- [What the exercise asks]:
Which lines in the entries below contain the string "beetle"? Pick out each one and copy it in full, matching case exactly.

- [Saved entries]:
----

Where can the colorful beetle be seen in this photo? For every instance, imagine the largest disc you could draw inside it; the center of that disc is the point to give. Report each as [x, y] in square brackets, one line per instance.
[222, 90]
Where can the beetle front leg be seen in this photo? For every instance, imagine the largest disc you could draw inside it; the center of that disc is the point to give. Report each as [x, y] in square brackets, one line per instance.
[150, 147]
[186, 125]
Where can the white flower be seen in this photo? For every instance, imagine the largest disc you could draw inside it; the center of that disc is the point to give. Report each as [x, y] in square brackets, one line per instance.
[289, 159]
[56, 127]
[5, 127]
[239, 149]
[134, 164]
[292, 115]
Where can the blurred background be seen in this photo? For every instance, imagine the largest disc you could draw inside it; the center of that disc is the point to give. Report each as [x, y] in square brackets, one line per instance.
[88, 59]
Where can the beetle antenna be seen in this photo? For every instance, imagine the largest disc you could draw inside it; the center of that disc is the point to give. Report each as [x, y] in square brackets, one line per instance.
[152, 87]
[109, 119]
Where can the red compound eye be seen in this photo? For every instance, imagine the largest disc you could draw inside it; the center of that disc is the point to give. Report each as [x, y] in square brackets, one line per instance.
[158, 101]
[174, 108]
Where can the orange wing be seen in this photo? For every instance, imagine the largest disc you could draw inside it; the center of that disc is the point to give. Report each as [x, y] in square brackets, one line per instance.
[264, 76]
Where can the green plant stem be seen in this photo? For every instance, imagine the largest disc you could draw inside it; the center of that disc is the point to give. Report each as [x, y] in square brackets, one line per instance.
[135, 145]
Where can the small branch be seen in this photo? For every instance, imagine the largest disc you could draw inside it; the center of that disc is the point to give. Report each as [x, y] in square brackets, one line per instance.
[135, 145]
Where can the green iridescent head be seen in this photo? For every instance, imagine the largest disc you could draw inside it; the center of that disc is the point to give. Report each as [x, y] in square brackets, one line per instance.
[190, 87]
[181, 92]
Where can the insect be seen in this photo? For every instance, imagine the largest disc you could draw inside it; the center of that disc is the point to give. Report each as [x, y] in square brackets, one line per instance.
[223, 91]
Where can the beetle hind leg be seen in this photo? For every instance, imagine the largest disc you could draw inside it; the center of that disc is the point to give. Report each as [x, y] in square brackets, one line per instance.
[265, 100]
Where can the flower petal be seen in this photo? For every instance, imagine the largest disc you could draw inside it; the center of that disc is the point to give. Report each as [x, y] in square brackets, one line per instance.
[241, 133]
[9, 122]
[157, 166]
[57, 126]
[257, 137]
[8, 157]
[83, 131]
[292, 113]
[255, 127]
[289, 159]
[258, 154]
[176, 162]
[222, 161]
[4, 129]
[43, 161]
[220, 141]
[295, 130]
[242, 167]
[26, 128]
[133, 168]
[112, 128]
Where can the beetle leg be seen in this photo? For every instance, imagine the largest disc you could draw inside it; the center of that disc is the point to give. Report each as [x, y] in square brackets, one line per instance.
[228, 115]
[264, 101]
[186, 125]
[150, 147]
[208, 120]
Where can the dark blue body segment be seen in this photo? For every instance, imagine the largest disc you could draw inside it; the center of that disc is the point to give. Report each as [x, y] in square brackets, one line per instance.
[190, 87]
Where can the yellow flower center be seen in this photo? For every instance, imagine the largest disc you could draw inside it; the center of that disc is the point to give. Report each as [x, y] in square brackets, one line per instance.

----

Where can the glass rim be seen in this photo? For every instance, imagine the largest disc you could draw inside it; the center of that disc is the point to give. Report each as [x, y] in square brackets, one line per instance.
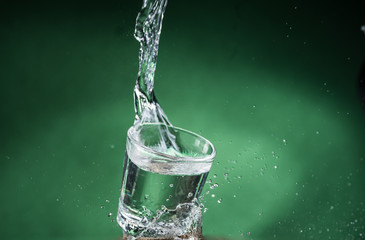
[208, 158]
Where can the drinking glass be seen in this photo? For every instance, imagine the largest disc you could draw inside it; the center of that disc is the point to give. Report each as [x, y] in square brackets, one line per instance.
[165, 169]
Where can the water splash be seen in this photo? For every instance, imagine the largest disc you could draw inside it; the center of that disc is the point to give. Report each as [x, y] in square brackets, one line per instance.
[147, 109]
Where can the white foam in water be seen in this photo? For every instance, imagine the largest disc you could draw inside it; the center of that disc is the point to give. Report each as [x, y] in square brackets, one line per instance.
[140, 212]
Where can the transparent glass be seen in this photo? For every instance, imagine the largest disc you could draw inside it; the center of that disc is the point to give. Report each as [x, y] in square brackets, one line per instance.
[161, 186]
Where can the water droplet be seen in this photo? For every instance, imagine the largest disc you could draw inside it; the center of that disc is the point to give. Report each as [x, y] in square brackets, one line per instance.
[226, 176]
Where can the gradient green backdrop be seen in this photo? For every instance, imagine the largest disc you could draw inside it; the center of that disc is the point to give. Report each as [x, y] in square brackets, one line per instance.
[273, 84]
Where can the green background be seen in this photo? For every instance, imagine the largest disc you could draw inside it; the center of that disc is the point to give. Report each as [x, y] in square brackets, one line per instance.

----

- [Exercise output]:
Where can the colorful beetle be seen in this photo? For every instance, imagine the largest disc you could draw inside it; the center of that disc is the point to give. Report each as [x, y] in square brackets, one line per instance.
Where can the beetle front leg be seen in this photo? For every instance, imagine the largest disc you could draw inside it; the center of that disc is the point to give. Report each as [x, y] in square brackets, one line per instance.
Where can the beetle antenna be seen in this photo? For every instance, imagine the largest disc you could draw inside it; the center of that disc is the point to give. Report each as [x, y] in square brackets, one line per instance.
Where can the beetle hind leg be seen in this photo? For every instance, imagine the largest disc you could draw inside it; the center of that disc is the point to give. Report each as [x, y] in square brackets, one line per instance.
Where can the beetle leg be seen in this photo? For every instance, imagine the largest disc you could draw inside it; the center of that disc is the point to give. Report each as [x, y] in square brackets, one line per instance.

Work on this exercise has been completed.